### TEXT SEGMENT
+---+

Psychologists have been licensed since around 1977 and approved for insurance payments since around 1978.

In the early 1990s, a law was passed creating certification of Marriage and Family Therapists, Social Workers and Clinical Social Workers, and Professional Counselors.  Certification only meant that no one could use those titles unless they met certain minimum requirements and were approved by the Department of Regulation and Licensing.

A law passed in 2001 upgraded certification to licensure.  That meant not only were the titles protected, but the very practice of psychotherapy was limited to those with one of these licenses.

All along, graduate students could practice under Medicaid and bill under a supervisor.

All this time, around 34 years, those who had graduated with a masters or doctorate, but who had not completed the Approved Provider credential or, after 1993, certification, could not practice under Medicaid – their services could not be billed to Medicaid.  This gap left new Masters level clinicians scrambling to get 3000 hours.

+---+

### DATASET ENTRIES
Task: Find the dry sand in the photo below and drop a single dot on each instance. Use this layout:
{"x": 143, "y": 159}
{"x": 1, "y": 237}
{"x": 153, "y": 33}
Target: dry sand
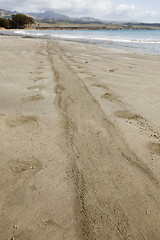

+---+

### EXERCISE REQUIREMENTS
a: Copy the text on therapist licensing from "A law passed" to "get 3000 hours.", swapping "Medicaid" for "Medical Assistance".
b: Carry the text on therapist licensing forward from its last sentence.

### SOLVED PROBLEMS
a:
A law passed in 2001 upgraded certification to licensure.  That meant not only were the titles protected, but the very practice of psychotherapy was limited to those with one of these licenses.

All along, graduate students could practice under Medical Assistance and bill under a supervisor.

All this time, around 34 years, those who had graduated with a masters or doctorate, but who had not completed the Approved Provider credential or, after 1993, certification, could not practice under Medical Assistance – their services could not be billed to Medical Assistance.  This gap left new Masters level clinicians scrambling to get 3000 hours.

b:
Finally, this week, Medicaid issued a bulletin, 2012-64, rectifying this long-standing problem.  From now on, masters-level clinicians who procure a training license and PhD/PsyD level clinicians who are on post-doctoral training will be able to credential as Medicaid providers.  They will be known as Qualified Treatment Trainees (QTT), a title defined under DHS35.03.  These provisions ONLY apply when the clinician works for a licensed mental health clinic.

This a major step to enable clinicians to train for licensure and to increase the capacity of the mental health community to serve Medicaid clientele.